CLINTON — On Friday, July 8 at 11:34 p.m., Patrolman Michael Frick and Sergeant Brenden O’Malley of the Clinton Police Department were dispatched to the Simple Man Saloon on High Street following a report of a highly intoxicated patron refusing to leave the bar.
A few minutes later, Patrolman Frick and Sgt. O’Malley arrived on scene where they observed the intoxicated patron, later identified as William Nagy, interacting with the doorman outside the establishment. (According to his arrest report, Nagy is a 32-year-old Clinton resident who works as a carpenter).
“I immediately took notice that there was a male standing face to face with the doorman,” wrote Patrolman Frick in his Narrative of the incident. Later adding, “Mr. Nagy was yelling in [the doorman’s] face that he was not drunk and was not going to leave. [The doorman] asked if Mr. Nagy was vomiting in the bathroom.”

▶ **Entries supplied**
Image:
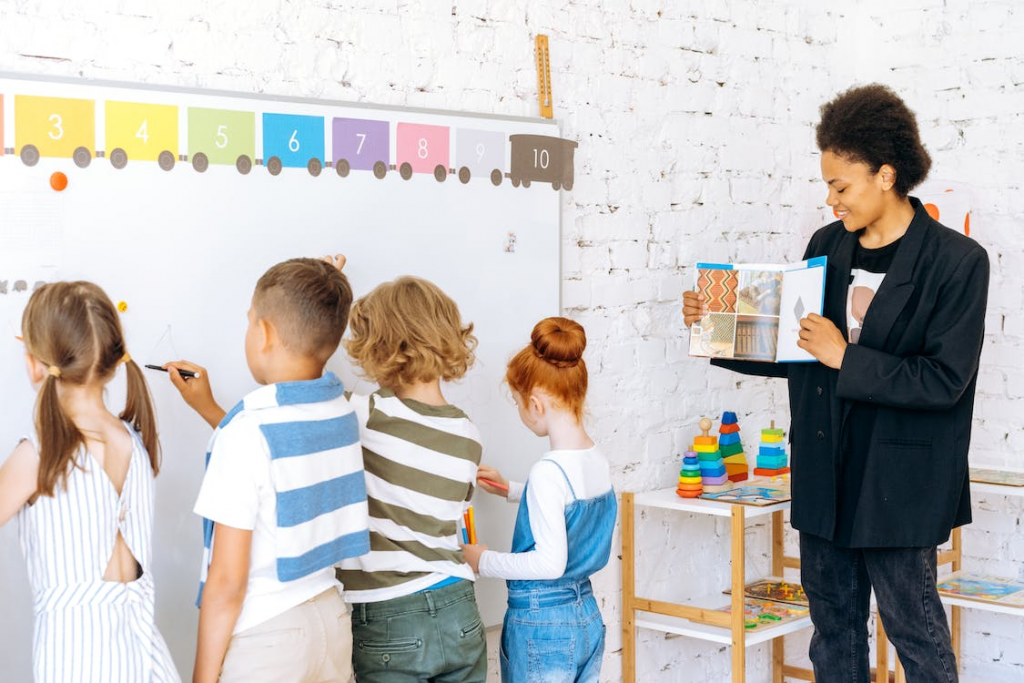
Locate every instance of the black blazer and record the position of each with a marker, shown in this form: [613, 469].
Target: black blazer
[916, 361]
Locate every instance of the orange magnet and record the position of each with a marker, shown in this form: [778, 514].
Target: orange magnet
[58, 181]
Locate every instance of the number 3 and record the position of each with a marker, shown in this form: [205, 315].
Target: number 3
[58, 125]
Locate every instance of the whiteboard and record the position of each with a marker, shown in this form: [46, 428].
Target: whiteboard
[181, 250]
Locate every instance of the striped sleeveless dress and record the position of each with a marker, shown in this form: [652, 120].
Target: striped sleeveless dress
[88, 630]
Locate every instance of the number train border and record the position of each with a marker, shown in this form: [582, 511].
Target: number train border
[61, 127]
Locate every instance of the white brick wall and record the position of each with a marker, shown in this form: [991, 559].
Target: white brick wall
[695, 122]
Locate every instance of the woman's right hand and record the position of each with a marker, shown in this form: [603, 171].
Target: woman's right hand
[196, 390]
[693, 307]
[491, 474]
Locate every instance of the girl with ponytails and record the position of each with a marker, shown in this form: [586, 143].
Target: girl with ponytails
[83, 492]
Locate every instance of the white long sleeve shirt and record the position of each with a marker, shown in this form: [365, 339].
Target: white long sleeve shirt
[547, 497]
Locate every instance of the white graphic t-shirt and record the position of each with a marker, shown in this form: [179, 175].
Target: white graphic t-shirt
[869, 268]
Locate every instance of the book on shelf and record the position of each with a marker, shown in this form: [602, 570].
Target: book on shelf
[999, 477]
[774, 589]
[754, 309]
[983, 588]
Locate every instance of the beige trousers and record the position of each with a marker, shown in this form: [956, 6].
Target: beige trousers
[309, 643]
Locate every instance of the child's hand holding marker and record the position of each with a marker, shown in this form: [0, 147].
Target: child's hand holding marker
[197, 390]
[338, 260]
[492, 481]
[472, 555]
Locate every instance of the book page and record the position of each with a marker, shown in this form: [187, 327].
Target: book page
[803, 293]
[743, 306]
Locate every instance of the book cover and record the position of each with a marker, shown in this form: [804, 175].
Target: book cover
[983, 588]
[754, 309]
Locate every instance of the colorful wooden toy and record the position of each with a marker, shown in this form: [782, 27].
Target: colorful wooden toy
[714, 474]
[772, 460]
[689, 476]
[732, 447]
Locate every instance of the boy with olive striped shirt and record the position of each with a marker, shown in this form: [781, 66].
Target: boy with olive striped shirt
[414, 608]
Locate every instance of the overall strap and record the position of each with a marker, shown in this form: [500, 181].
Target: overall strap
[571, 489]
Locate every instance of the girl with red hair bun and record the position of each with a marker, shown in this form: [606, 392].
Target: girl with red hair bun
[566, 514]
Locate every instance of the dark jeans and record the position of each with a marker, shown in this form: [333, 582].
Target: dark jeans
[433, 636]
[839, 582]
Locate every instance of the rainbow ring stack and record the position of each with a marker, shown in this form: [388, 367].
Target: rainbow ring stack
[713, 473]
[689, 477]
[771, 454]
[732, 447]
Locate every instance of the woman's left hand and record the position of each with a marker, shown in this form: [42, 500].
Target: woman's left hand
[820, 338]
[472, 555]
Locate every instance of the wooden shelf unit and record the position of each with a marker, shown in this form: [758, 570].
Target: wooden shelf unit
[698, 619]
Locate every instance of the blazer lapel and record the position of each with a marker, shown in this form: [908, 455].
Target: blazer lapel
[838, 282]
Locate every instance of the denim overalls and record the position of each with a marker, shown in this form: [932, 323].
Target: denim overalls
[553, 630]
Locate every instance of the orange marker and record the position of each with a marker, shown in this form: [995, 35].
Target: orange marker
[495, 484]
[471, 525]
[58, 181]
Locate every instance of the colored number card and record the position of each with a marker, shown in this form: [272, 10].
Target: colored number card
[140, 131]
[294, 140]
[54, 126]
[754, 310]
[359, 143]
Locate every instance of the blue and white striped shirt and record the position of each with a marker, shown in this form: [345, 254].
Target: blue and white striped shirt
[286, 463]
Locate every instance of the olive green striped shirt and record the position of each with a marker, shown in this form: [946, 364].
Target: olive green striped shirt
[420, 465]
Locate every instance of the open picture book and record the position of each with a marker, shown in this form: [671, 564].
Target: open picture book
[754, 309]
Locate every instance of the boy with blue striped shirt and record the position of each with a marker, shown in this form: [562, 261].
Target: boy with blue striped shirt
[284, 497]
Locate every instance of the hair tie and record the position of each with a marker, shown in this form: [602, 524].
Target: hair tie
[553, 361]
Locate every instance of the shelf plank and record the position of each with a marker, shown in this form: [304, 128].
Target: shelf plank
[714, 634]
[668, 500]
[983, 606]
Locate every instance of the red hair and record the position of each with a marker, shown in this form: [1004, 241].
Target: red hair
[553, 361]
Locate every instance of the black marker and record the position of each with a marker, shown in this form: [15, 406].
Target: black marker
[184, 373]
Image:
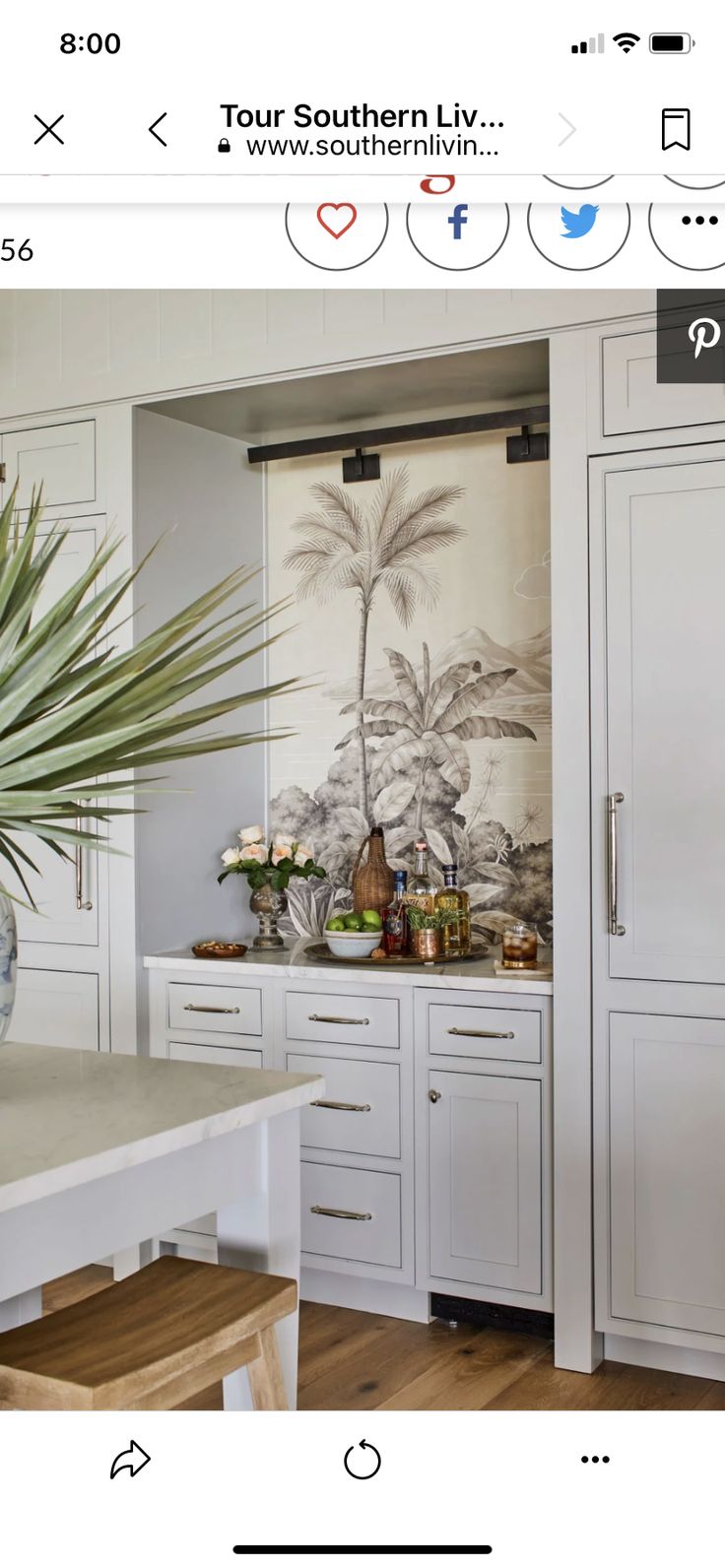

▶ **Given task A**
Please rewrite the Clinton police article from "CLINTON — On" through "leave the bar.", putting "sent" where "dispatched" appears.
▶ **Given task B**
Answer these from the Clinton police article:
(i) At what time and on what date were the two officers sent to the bar?
(ii) How old is Nagy, and what is his job?
(iii) What did the doorman ask about Nagy?
▶ **Given task C**
In the Clinton police article, why were Patrolman Frick and Sgt. O'Malley sent to the Simple Man Saloon?

▶ **Complete response A**
CLINTON — On Friday, July 8 at 11:34 p.m., Patrolman Michael Frick and Sergeant Brenden O’Malley of the Clinton Police Department were sent to the Simple Man Saloon on High Street following a report of a highly intoxicated patron refusing to leave the bar.

▶ **Complete response B**
(i) At 11:34 p.m. on Friday, July 8.
(ii) He is 32 and works as a carpenter.
(iii) Whether Mr. Nagy was vomiting in the bathroom.

▶ **Complete response C**
They were sent because of a report that a highly intoxicated patron would not leave the bar.